Listed records:
=== Section Start ===

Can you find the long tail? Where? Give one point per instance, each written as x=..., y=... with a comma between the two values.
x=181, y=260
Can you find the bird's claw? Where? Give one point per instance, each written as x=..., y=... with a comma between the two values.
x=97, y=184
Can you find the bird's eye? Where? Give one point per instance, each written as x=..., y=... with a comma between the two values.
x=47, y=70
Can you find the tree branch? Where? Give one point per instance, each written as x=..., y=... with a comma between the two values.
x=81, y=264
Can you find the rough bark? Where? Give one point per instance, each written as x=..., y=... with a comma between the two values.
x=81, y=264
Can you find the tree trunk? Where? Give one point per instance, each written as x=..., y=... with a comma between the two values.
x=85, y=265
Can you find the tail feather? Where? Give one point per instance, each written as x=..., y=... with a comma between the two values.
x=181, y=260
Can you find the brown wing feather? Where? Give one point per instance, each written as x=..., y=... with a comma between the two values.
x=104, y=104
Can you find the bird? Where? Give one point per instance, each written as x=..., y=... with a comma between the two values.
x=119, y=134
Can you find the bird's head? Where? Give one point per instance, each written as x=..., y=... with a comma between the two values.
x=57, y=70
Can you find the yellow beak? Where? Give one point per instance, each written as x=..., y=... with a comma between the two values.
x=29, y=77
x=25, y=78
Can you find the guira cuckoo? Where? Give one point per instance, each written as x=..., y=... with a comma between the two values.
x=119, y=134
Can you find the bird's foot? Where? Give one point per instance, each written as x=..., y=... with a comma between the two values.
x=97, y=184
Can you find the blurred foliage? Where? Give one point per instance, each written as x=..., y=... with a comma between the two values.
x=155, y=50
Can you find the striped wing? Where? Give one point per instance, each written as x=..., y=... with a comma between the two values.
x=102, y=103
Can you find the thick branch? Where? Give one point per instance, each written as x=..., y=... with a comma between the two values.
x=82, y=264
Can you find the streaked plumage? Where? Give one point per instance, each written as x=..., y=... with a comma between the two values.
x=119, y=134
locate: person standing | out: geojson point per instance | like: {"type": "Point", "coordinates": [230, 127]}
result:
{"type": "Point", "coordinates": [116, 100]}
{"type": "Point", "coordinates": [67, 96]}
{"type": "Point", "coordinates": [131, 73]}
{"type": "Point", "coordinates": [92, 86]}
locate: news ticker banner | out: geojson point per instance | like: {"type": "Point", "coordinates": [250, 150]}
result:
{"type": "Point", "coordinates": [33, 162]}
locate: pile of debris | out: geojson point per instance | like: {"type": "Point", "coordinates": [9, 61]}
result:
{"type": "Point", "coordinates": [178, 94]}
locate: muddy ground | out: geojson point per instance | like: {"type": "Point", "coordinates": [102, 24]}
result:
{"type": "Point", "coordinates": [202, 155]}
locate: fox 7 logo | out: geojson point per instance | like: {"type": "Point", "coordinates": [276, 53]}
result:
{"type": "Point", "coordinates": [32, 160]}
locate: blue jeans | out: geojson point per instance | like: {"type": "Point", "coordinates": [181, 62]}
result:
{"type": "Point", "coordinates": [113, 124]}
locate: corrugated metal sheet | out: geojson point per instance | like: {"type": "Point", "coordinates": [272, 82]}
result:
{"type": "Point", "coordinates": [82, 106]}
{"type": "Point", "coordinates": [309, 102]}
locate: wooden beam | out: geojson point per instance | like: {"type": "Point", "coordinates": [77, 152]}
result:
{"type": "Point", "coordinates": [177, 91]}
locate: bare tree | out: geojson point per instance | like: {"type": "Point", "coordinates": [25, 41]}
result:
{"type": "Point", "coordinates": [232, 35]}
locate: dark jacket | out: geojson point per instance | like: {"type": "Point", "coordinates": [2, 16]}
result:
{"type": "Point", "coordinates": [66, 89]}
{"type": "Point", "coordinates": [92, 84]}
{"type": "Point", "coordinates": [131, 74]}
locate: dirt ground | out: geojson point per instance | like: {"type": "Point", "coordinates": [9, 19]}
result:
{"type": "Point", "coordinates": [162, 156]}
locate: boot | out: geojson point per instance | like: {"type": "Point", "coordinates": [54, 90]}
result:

=== Section End ===

Activity: Scan the listing above, and wherever a line holds the word "locate", copy it.

Output for this exercise:
locate: person standing | out: geojson point per instance | like: {"type": "Point", "coordinates": [230, 127]}
locate: news ticker banner | out: geojson point per instance | like: {"type": "Point", "coordinates": [250, 150]}
locate: pile of debris | out: geojson point per instance | like: {"type": "Point", "coordinates": [9, 61]}
locate: muddy ground | out: geojson point per instance | like: {"type": "Point", "coordinates": [102, 24]}
locate: fox 7 logo | out: geojson point per instance | like: {"type": "Point", "coordinates": [276, 53]}
locate: blue jeans | out: geojson point per instance | like: {"type": "Point", "coordinates": [181, 62]}
locate: corrugated metal sheet | out: geojson point per instance | like: {"type": "Point", "coordinates": [272, 82]}
locate: wooden beam | out: geojson point per instance | like: {"type": "Point", "coordinates": [77, 152]}
locate: bare tree | out: geojson point per instance | like: {"type": "Point", "coordinates": [25, 41]}
locate: dark jacket | out: geojson point per instance | like: {"type": "Point", "coordinates": [2, 16]}
locate: dirt ground | out: geojson point per instance | like: {"type": "Point", "coordinates": [9, 19]}
locate: boot | out: geojson point per instance | like: {"type": "Point", "coordinates": [54, 90]}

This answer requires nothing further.